● **Your objective**:
List every line below that contains the word "door", copying each one in full. Case counts.

(Rows from a pointing dataset)

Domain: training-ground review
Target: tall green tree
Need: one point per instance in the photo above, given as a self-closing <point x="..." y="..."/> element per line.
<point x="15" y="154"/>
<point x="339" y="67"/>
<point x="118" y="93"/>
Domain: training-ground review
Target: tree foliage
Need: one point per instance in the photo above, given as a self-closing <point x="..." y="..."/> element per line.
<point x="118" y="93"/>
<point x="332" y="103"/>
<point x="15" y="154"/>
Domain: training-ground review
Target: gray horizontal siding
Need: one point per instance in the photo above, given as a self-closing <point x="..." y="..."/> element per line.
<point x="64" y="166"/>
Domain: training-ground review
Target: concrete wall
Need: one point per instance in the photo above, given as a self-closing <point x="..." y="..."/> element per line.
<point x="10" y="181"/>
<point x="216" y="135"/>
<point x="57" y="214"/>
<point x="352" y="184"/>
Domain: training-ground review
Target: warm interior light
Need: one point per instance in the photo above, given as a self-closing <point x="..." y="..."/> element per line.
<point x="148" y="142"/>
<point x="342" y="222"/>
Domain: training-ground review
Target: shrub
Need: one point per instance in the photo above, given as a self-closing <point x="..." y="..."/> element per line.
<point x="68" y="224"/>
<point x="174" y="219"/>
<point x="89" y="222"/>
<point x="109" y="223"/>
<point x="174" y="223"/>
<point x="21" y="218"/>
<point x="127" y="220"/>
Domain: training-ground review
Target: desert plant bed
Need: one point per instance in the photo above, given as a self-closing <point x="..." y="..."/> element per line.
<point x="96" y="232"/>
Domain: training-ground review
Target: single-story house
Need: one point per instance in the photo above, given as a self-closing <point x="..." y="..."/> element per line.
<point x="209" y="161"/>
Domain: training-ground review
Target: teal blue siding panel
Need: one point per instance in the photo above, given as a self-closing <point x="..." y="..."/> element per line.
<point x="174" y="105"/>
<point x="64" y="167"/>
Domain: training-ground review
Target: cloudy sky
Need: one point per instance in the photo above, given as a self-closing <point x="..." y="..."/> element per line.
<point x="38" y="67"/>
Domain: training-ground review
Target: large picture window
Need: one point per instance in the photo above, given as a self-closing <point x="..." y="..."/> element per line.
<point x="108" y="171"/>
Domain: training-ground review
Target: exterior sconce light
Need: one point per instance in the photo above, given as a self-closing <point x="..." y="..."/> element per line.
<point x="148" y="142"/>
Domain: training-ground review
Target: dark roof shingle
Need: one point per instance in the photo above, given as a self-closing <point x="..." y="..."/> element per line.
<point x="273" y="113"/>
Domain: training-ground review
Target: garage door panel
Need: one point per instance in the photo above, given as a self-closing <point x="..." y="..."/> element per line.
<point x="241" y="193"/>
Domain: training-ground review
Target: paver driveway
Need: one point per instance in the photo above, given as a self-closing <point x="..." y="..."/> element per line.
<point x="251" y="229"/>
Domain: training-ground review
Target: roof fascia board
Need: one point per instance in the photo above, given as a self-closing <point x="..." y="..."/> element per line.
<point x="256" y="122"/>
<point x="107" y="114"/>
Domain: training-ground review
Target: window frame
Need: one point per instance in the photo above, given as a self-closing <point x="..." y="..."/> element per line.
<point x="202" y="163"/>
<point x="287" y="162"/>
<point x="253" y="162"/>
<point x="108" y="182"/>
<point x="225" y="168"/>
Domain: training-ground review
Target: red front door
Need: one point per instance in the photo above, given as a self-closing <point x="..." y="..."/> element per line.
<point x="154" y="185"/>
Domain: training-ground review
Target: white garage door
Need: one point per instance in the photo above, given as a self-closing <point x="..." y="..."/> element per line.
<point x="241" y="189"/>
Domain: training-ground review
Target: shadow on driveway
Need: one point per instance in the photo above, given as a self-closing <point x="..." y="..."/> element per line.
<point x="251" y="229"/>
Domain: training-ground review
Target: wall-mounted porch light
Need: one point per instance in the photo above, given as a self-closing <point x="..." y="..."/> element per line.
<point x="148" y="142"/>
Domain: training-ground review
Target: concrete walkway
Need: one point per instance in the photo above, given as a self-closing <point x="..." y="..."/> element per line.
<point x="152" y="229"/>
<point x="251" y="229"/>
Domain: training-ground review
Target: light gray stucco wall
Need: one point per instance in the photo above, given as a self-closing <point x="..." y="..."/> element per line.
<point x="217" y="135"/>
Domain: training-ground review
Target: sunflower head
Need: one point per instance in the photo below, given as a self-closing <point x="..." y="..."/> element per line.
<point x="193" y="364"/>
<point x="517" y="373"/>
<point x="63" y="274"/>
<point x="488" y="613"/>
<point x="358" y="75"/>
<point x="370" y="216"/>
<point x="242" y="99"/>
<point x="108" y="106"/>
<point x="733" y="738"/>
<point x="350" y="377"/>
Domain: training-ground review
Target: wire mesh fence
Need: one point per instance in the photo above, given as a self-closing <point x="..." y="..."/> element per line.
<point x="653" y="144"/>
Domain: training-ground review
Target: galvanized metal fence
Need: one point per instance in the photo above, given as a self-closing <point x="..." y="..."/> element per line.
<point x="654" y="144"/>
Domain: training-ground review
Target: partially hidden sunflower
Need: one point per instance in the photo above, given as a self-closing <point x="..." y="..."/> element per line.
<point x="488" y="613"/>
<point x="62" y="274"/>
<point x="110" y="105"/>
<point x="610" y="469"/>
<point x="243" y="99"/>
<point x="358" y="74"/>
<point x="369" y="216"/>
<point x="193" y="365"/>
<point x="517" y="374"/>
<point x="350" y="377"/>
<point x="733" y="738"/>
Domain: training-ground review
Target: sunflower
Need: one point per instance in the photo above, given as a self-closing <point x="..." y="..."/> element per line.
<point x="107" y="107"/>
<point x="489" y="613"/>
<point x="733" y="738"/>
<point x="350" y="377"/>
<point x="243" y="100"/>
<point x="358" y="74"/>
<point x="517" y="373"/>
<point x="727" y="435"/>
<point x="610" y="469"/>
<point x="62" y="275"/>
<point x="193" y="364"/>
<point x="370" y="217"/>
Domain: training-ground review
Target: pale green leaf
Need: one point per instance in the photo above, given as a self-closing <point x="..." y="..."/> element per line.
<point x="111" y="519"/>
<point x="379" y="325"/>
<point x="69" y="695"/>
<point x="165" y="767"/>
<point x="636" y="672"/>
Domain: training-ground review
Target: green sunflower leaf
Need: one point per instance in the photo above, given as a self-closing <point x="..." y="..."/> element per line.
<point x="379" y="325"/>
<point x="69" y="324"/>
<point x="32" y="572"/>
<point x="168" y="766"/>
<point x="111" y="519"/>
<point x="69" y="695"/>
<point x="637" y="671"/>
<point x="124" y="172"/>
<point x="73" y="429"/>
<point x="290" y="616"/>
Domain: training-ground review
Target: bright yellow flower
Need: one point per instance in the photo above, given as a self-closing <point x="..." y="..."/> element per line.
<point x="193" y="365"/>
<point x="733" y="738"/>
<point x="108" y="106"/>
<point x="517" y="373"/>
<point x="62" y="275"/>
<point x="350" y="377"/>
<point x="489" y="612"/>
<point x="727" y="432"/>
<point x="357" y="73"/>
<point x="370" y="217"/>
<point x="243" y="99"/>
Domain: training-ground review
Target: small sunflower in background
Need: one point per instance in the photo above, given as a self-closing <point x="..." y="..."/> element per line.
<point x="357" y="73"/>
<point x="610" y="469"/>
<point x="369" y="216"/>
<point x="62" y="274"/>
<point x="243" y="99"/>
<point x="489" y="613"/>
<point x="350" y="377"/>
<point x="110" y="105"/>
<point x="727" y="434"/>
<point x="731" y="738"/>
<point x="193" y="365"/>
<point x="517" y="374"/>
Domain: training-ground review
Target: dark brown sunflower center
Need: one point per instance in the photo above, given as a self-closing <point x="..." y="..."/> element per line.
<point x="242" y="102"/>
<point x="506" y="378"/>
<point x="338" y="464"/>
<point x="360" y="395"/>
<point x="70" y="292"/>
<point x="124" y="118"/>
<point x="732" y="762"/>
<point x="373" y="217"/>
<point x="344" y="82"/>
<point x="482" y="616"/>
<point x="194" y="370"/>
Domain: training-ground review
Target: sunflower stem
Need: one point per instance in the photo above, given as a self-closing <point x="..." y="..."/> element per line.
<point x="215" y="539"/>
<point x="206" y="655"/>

● **The solution**:
Target: garage door panel
Target: red front door
Target: white garage door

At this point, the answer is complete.